■ SET TASK ■
Write out all of the entries that follow, word for word, but skip the pictures.

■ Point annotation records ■
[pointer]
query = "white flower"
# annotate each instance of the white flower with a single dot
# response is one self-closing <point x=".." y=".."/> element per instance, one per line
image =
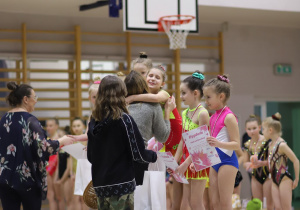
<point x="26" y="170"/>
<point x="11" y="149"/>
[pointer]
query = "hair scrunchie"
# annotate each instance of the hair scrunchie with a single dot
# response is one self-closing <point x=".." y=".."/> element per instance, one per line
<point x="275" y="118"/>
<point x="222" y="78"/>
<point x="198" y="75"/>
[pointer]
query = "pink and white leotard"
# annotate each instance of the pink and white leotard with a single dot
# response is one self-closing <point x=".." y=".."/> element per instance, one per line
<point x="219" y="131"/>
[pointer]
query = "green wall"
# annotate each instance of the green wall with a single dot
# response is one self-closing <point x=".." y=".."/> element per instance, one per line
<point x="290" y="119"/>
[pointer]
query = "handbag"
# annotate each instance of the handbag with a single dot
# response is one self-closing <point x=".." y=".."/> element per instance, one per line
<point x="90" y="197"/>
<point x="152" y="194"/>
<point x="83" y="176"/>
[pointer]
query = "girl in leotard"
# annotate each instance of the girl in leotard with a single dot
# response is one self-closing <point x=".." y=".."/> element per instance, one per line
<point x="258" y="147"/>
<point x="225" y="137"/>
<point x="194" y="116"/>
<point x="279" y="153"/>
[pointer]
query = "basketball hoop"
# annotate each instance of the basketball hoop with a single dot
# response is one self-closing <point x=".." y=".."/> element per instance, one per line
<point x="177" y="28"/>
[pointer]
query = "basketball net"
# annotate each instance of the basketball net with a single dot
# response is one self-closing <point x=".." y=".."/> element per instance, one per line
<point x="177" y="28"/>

■ SOLUTION BELOW ■
[pointer]
query = "white flower"
# annotate each instance of the white flower with a single dot
# response is one self-closing <point x=".." y=".."/> element per instance, one per line
image =
<point x="26" y="170"/>
<point x="11" y="149"/>
[pointer]
query = "hair scrunchie"
# annotate each instance of the hair scrunchie with a single dot
# response is one self-closing <point x=".." y=".."/> element per instance, one per line
<point x="275" y="118"/>
<point x="222" y="78"/>
<point x="198" y="75"/>
[pointer]
query = "pink and white leotard"
# annotate each instance of the pink and white leotard with a single dot
# response is one self-closing <point x=".." y=".."/> element per instance, one per line
<point x="219" y="131"/>
[pointer]
query = "green wall"
# annotate each instance of the green wall with a single dot
# response is one self-closing <point x=".." y=".."/> element per instance, one per line
<point x="290" y="119"/>
[pointer]
query = "handbag"
# annotate each instance of the handbag with a single dot
# response is one self-closing <point x=".." y=".."/> element per instance, one per line
<point x="90" y="197"/>
<point x="152" y="194"/>
<point x="83" y="176"/>
[pointer]
query = "girl in leotard"
# annotate each instance of the girl in leotard with a single dot
# response is one self-closing <point x=".." y=".."/> element per instance, one per line
<point x="258" y="147"/>
<point x="225" y="137"/>
<point x="194" y="116"/>
<point x="279" y="153"/>
[pointer]
query = "basketball hoop"
# annotate each instance of the basketball hoop with a single dot
# response is one self-closing <point x=".." y=".."/> element per instance, one per line
<point x="177" y="28"/>
[pointer]
query = "basketball net"
# annotate each instance of the basketball net with a single dot
# response is one self-closing <point x=".." y=".."/> element per instance, one per line
<point x="177" y="28"/>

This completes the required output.